(INSTRUCTIONS FOR THE TASK): The lines to return are those below that contain the word "spectator".

(INPUT RECORDS):

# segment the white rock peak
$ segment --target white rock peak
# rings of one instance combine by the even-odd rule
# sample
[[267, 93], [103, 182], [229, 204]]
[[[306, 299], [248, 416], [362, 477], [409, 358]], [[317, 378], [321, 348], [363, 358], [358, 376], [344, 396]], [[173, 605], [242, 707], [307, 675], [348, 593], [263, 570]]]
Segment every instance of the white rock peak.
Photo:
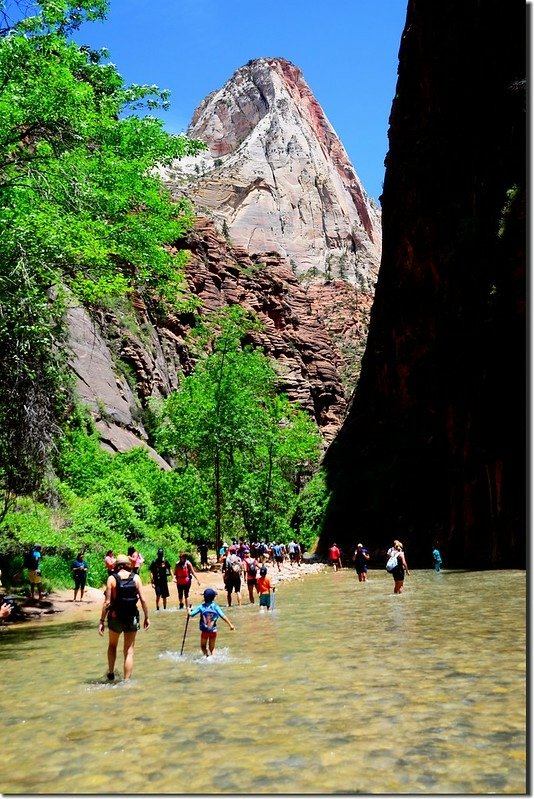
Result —
[[187, 133], [209, 151], [163, 177], [233, 244], [280, 253], [305, 281], [341, 278], [373, 291], [380, 211], [296, 66], [249, 61], [203, 100]]

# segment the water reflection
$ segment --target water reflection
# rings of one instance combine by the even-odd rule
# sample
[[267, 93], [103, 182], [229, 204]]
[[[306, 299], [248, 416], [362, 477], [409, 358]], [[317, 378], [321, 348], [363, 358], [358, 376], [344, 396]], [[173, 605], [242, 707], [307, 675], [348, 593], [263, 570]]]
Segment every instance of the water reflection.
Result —
[[2, 630], [3, 792], [525, 792], [523, 572], [310, 576], [213, 659], [153, 613], [114, 684], [98, 612]]

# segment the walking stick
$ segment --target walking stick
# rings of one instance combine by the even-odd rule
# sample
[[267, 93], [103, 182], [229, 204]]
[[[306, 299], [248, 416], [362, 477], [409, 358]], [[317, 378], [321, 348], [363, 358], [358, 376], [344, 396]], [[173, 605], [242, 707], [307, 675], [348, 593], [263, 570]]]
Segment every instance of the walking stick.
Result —
[[184, 644], [185, 644], [185, 636], [187, 635], [187, 625], [189, 624], [189, 613], [187, 614], [187, 619], [185, 620], [185, 630], [184, 630], [184, 637], [182, 640], [182, 648], [180, 649], [180, 657], [182, 657], [184, 651]]
[[271, 612], [274, 610], [274, 598], [276, 596], [276, 589], [273, 588], [273, 601], [271, 602]]

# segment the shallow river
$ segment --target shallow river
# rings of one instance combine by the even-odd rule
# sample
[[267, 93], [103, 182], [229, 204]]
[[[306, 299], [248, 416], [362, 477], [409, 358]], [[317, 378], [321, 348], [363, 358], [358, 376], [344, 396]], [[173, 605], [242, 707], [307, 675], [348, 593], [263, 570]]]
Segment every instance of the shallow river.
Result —
[[197, 619], [180, 657], [173, 596], [115, 684], [99, 608], [0, 629], [0, 791], [525, 793], [525, 573], [392, 588], [381, 571], [286, 583], [273, 613], [232, 608], [210, 659]]

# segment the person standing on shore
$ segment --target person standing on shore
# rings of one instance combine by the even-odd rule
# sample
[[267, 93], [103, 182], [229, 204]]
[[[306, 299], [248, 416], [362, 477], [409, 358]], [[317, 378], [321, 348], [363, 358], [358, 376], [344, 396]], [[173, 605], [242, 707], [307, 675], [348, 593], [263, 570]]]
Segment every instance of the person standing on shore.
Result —
[[193, 609], [187, 609], [189, 616], [197, 616], [200, 614], [200, 648], [206, 657], [213, 655], [215, 651], [218, 619], [222, 619], [231, 630], [235, 630], [232, 622], [224, 615], [222, 609], [215, 602], [216, 596], [217, 591], [214, 588], [206, 588], [204, 591], [204, 602]]
[[434, 561], [434, 571], [435, 572], [441, 571], [441, 563], [442, 563], [441, 552], [439, 551], [437, 544], [432, 550], [432, 560]]
[[28, 553], [24, 565], [28, 569], [28, 580], [30, 581], [31, 598], [35, 598], [35, 589], [39, 593], [39, 601], [43, 598], [43, 578], [41, 575], [41, 545], [34, 544], [31, 552]]
[[106, 552], [104, 563], [106, 564], [106, 569], [108, 570], [108, 574], [113, 574], [113, 572], [115, 571], [115, 556], [113, 554], [112, 549], [108, 549], [108, 551]]
[[363, 548], [363, 544], [358, 544], [356, 551], [352, 557], [356, 567], [356, 574], [360, 583], [367, 582], [367, 561], [369, 560], [369, 553]]
[[167, 609], [167, 597], [169, 596], [169, 583], [167, 578], [171, 577], [171, 564], [165, 560], [162, 549], [158, 549], [158, 554], [149, 566], [150, 582], [156, 592], [156, 610], [159, 610], [160, 599], [163, 602], [163, 610]]
[[108, 619], [108, 680], [115, 679], [115, 660], [117, 658], [117, 645], [121, 633], [124, 635], [124, 679], [132, 676], [134, 661], [135, 636], [140, 629], [139, 608], [143, 608], [143, 627], [150, 627], [148, 607], [143, 593], [143, 584], [138, 574], [133, 574], [132, 563], [128, 555], [117, 555], [116, 572], [110, 574], [106, 583], [106, 594], [98, 634], [104, 635], [106, 616]]
[[71, 565], [72, 576], [74, 577], [74, 601], [78, 591], [80, 592], [80, 602], [83, 599], [85, 592], [85, 584], [87, 582], [87, 562], [83, 559], [83, 552], [78, 552], [76, 560], [72, 561]]

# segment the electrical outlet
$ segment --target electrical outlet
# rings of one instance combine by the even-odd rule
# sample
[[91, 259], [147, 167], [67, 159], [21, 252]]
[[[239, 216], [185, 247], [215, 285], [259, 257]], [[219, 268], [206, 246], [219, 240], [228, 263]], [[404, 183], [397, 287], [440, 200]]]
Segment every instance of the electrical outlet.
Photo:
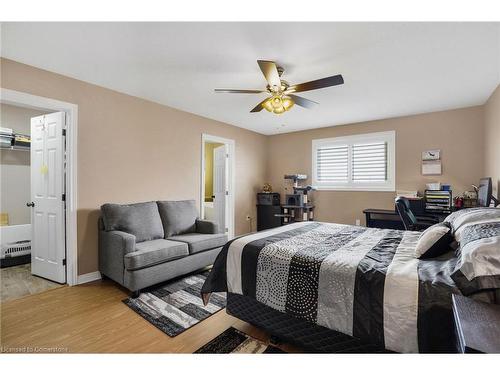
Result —
[[250, 221], [252, 217], [250, 215], [247, 215], [247, 221]]
[[358, 225], [358, 226], [361, 225], [361, 220], [356, 219], [356, 225]]

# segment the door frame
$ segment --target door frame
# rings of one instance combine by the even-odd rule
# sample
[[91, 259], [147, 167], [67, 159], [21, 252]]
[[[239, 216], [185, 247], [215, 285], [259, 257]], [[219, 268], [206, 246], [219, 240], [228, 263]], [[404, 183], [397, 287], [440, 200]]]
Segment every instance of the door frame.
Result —
[[66, 185], [66, 283], [70, 286], [76, 285], [78, 284], [78, 105], [5, 88], [0, 88], [0, 103], [66, 113], [66, 170], [64, 171]]
[[228, 215], [229, 218], [226, 218], [227, 229], [228, 229], [228, 237], [229, 239], [234, 237], [234, 187], [235, 187], [235, 175], [234, 175], [234, 166], [235, 166], [235, 141], [234, 139], [223, 138], [215, 135], [202, 133], [201, 135], [201, 179], [200, 179], [200, 216], [203, 218], [205, 215], [205, 143], [214, 142], [214, 143], [223, 143], [227, 145], [228, 150]]

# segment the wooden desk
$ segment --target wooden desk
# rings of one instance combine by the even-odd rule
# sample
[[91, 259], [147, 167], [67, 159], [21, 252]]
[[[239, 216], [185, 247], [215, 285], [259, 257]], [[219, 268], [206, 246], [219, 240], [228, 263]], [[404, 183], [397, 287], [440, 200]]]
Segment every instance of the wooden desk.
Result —
[[368, 228], [405, 229], [399, 214], [395, 210], [367, 208], [363, 210], [363, 213]]
[[[384, 210], [379, 208], [367, 208], [363, 210], [366, 217], [366, 226], [368, 228], [382, 228], [382, 229], [400, 229], [404, 230], [405, 227], [399, 214], [396, 210]], [[417, 220], [428, 221], [435, 220], [442, 222], [449, 214], [425, 214], [416, 215]]]
[[452, 295], [457, 347], [461, 353], [500, 353], [500, 305]]

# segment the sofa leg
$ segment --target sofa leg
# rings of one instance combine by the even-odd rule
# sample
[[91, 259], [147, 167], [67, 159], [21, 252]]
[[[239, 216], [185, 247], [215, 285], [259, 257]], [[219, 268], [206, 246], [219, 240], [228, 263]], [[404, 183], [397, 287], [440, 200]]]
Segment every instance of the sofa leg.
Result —
[[132, 298], [137, 298], [137, 297], [139, 297], [140, 294], [141, 294], [141, 290], [137, 289], [137, 290], [134, 290], [130, 296]]

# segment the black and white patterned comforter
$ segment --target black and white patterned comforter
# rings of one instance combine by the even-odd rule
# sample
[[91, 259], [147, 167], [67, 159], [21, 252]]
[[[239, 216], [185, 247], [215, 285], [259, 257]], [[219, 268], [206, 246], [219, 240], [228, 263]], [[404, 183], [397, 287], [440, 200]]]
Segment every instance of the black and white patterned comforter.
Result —
[[301, 222], [228, 242], [202, 294], [228, 291], [397, 352], [451, 351], [452, 252], [414, 257], [419, 233]]

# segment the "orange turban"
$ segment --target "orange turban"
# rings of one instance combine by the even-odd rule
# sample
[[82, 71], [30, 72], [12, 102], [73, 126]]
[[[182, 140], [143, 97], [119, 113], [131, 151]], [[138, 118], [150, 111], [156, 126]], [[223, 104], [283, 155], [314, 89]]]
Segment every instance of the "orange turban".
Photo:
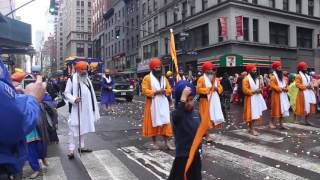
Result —
[[12, 81], [21, 82], [24, 79], [26, 73], [24, 72], [15, 72], [11, 75]]
[[155, 68], [161, 67], [161, 60], [159, 58], [151, 58], [150, 64], [149, 64], [150, 70], [154, 70]]
[[308, 68], [308, 64], [305, 63], [304, 61], [299, 62], [297, 69], [300, 71], [300, 70], [303, 70], [304, 68]]
[[89, 64], [85, 61], [79, 61], [76, 64], [76, 71], [87, 70]]
[[281, 67], [282, 63], [280, 60], [276, 60], [272, 63], [272, 69], [277, 69], [278, 67]]
[[254, 69], [256, 67], [257, 67], [256, 64], [247, 64], [246, 65], [246, 71], [249, 73], [250, 71], [252, 71], [252, 69]]
[[211, 70], [215, 68], [214, 64], [212, 64], [212, 62], [207, 61], [205, 63], [202, 64], [202, 72], [207, 72], [208, 70]]

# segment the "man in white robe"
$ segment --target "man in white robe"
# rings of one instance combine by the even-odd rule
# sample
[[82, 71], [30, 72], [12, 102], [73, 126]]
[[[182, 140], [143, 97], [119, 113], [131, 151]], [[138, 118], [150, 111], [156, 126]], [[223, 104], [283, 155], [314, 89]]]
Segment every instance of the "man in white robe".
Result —
[[[96, 95], [88, 78], [88, 63], [80, 61], [76, 64], [76, 73], [68, 79], [64, 95], [72, 104], [68, 120], [69, 125], [69, 159], [74, 158], [76, 143], [79, 141], [82, 153], [92, 152], [85, 148], [83, 135], [95, 132], [94, 123], [100, 118]], [[80, 127], [79, 127], [80, 122]], [[80, 129], [80, 133], [79, 133]], [[81, 148], [81, 149], [80, 149]]]

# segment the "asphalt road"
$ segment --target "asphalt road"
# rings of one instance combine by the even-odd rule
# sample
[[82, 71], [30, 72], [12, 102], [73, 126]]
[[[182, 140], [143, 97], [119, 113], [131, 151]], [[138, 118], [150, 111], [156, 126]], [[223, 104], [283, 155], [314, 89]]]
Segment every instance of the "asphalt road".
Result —
[[[115, 113], [103, 114], [96, 123], [96, 133], [85, 138], [93, 153], [67, 159], [68, 130], [66, 108], [59, 110], [60, 143], [49, 146], [49, 167], [38, 179], [101, 180], [101, 179], [166, 179], [170, 173], [174, 152], [150, 149], [150, 139], [141, 136], [144, 98], [135, 97], [132, 103], [120, 101]], [[224, 128], [210, 130], [212, 144], [204, 144], [203, 179], [260, 180], [260, 179], [320, 179], [320, 123], [316, 127], [287, 120], [289, 130], [271, 130], [266, 124], [259, 127], [258, 137], [248, 135], [242, 123], [242, 107], [233, 105], [227, 112]], [[159, 139], [162, 142], [162, 139]], [[173, 143], [173, 140], [172, 140]], [[30, 175], [25, 166], [24, 176]]]

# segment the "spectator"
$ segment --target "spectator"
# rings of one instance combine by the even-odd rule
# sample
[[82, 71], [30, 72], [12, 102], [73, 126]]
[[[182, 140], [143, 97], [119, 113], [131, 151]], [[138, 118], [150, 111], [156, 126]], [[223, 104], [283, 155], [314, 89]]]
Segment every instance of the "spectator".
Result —
[[221, 85], [223, 87], [223, 93], [222, 93], [222, 104], [224, 108], [230, 109], [230, 99], [231, 99], [231, 94], [232, 94], [232, 84], [231, 81], [228, 78], [228, 73], [224, 73], [222, 80], [221, 80]]

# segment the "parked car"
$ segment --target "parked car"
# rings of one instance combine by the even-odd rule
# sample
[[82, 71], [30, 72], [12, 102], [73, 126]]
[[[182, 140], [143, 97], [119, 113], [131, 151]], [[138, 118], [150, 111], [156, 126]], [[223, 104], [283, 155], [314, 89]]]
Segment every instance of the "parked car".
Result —
[[[96, 92], [97, 100], [101, 99], [101, 80], [102, 74], [95, 74], [91, 76], [93, 88]], [[125, 98], [128, 102], [133, 99], [134, 87], [123, 75], [112, 76], [114, 82], [113, 92], [116, 98]]]
[[125, 98], [128, 102], [131, 102], [133, 99], [134, 87], [130, 85], [130, 82], [121, 75], [114, 76], [113, 81], [113, 92], [116, 98]]

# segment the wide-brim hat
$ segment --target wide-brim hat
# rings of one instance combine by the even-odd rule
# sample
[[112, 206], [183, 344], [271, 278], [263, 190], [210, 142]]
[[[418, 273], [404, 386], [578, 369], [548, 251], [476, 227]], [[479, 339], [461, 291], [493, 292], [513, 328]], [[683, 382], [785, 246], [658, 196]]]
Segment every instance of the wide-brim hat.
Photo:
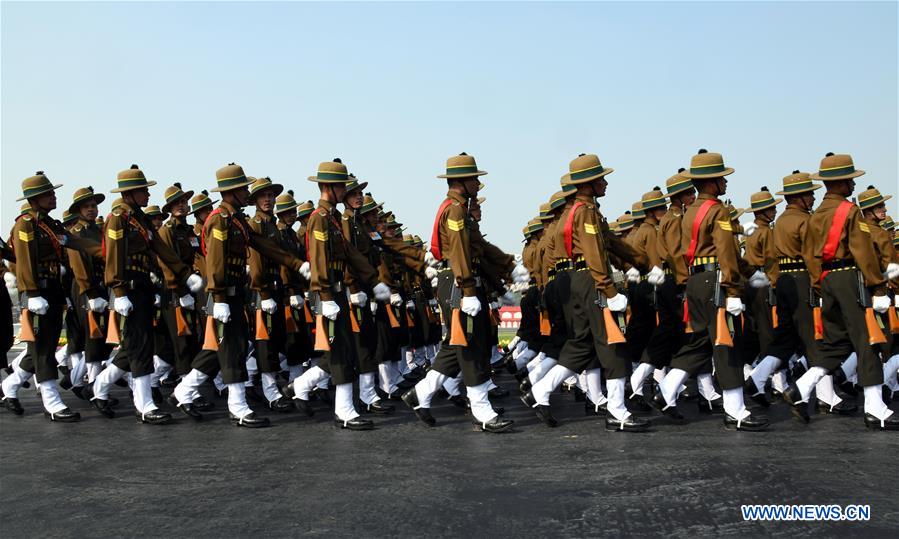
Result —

(WRITTEN ANSWER):
# segment the "spectator"
$ segment --target "spectator"
Segment every instance of the "spectator".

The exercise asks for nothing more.